The records below are to be set down word for word, with every picture left out.
[[ MATERIAL FOR THIS EXERCISE, beginning ]]
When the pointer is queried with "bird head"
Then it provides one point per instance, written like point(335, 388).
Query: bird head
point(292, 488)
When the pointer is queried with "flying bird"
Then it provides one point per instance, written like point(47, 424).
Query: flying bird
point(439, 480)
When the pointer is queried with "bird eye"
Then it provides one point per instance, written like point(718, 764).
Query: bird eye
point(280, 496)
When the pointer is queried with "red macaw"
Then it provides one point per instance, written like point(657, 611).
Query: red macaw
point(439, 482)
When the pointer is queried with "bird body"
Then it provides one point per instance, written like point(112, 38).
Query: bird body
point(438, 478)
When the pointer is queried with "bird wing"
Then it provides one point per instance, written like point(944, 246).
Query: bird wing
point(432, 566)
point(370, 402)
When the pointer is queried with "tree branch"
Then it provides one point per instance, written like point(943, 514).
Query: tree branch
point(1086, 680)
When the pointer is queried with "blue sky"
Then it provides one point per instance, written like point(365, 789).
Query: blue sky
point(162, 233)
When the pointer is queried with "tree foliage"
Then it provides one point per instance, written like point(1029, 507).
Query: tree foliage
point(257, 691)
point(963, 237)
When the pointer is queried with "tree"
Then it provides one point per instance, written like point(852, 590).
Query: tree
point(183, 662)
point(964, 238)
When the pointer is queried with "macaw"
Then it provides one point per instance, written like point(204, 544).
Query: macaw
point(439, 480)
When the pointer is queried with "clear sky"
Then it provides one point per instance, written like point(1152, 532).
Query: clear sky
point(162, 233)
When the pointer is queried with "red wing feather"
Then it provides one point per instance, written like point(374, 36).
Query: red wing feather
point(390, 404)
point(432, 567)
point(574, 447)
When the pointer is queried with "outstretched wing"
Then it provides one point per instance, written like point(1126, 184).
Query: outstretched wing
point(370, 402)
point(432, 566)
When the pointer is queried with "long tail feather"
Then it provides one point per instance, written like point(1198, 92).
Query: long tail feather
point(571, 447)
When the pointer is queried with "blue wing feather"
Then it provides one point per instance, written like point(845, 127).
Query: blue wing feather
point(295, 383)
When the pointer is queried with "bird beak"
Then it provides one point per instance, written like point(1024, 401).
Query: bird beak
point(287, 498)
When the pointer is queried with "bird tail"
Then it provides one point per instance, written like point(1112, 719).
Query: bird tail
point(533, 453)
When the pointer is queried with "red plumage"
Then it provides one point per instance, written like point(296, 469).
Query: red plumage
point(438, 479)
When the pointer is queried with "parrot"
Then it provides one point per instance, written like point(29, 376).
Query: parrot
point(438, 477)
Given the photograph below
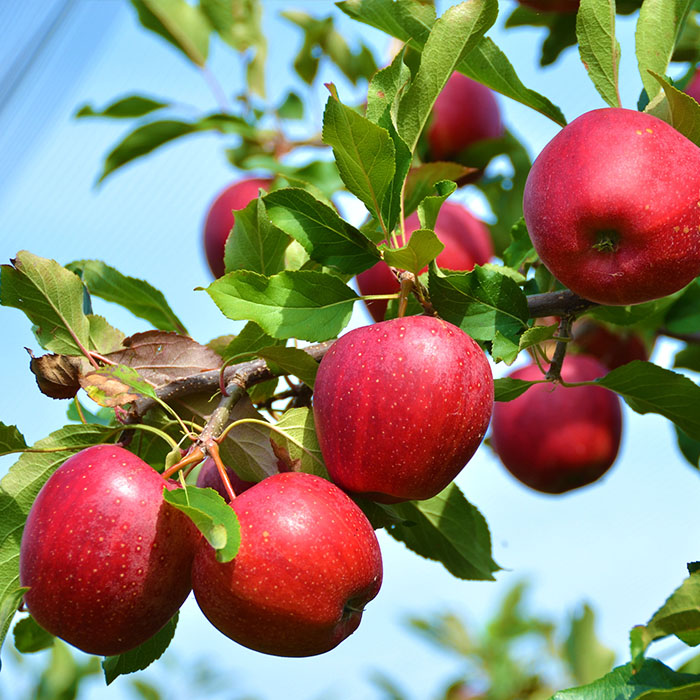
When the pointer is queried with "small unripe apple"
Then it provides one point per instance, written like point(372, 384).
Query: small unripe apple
point(401, 406)
point(467, 243)
point(220, 219)
point(465, 113)
point(612, 205)
point(552, 5)
point(693, 87)
point(308, 563)
point(106, 560)
point(208, 477)
point(555, 438)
[[ MATERIAL FOR THIS EXERCISE, end ]]
=== YOUR SOLUTION ===
When the pointer is queried with "bird head"
Then it provides one point per instance, written like point(335, 388).
Query: bird head
point(292, 488)
When the pointer is queried with "flying bird"
Then it provides one point per instance, written like point(47, 424).
Query: flying bird
point(439, 480)
When the pointer is queried with "bird eye"
Then it provides one point per instance, written like point(718, 764).
Query: bird eye
point(280, 496)
When the pointer is queried with "red macaw"
Then it provides one point per instance, written like point(657, 611).
Query: red macaw
point(439, 482)
When the pointer is queried with "bird body"
Then it provides one point per instance, written like point(112, 38).
Query: bird body
point(438, 478)
When the pointer is queried with "bird wing"
Then it provides one point per instance, written like point(944, 246).
Query: bird wing
point(432, 566)
point(370, 402)
When the pointer is queried with "tree branch"
Then it provides one point per instance, written like point(943, 514).
Query: tree branch
point(1086, 680)
When the pointer is queried with "blue sky"
Then it provides one point per instance, written like point(365, 789).
Query: blue sky
point(162, 233)
When the pointer is queried with "tree foliage"
Then it provides one point per instance, written like point(1029, 507).
Query: tree foliage
point(257, 691)
point(963, 237)
When the pointer is queried with "tree"
Then it provides one point per instance, written like point(852, 590).
Query: tree
point(183, 662)
point(964, 238)
When the pointer is queried with "macaw"
Then it provides one point per instance, written like point(204, 544).
Query: macaw
point(439, 480)
When the pointer is queried with "clear sky"
Then it provides one point per instance, written like point(1152, 532).
Query: clear sky
point(162, 233)
When the pointer is queried with "red wing feather"
Then it provides one point per instance, written like point(374, 36).
Query: red wing feather
point(390, 404)
point(432, 567)
point(574, 447)
When the pointer is queried with "outstretched wing"
Then it provides one point per instance, written like point(1126, 184).
Query: outstretched wing
point(370, 402)
point(432, 566)
When the pointer is queried with "long tail feather"
Then it provides one point per instance, written like point(1198, 92).
Query: long tail feather
point(571, 447)
When the pointer is queried with "blue wing feather"
Then it provides one point per instance, written like point(845, 127).
Query: blue wing feather
point(295, 383)
When the pointer is queried with "bird beak"
Then it provides one point per instance, written like point(1024, 401).
Query: bird beak
point(287, 498)
When the pointer is queried with "bird tail"
Then it provides one point per instance, written like point(1112, 719).
Query: bird tail
point(533, 453)
When the pointer is queried with "red plumage"
Then it provides one point per instance, written like point(296, 469).
Query: red plumage
point(438, 479)
When the pointer is queried with "parrot"
Then it provides one point per instance, written like point(29, 376).
Query: parrot
point(438, 477)
Given the photograph below
When the pointer is queried with "small unripe apple"
Then it provides one point per instance, written like point(372, 384).
Query: small unripe apple
point(401, 406)
point(467, 243)
point(220, 219)
point(465, 113)
point(612, 205)
point(552, 5)
point(693, 87)
point(308, 563)
point(106, 560)
point(208, 477)
point(555, 438)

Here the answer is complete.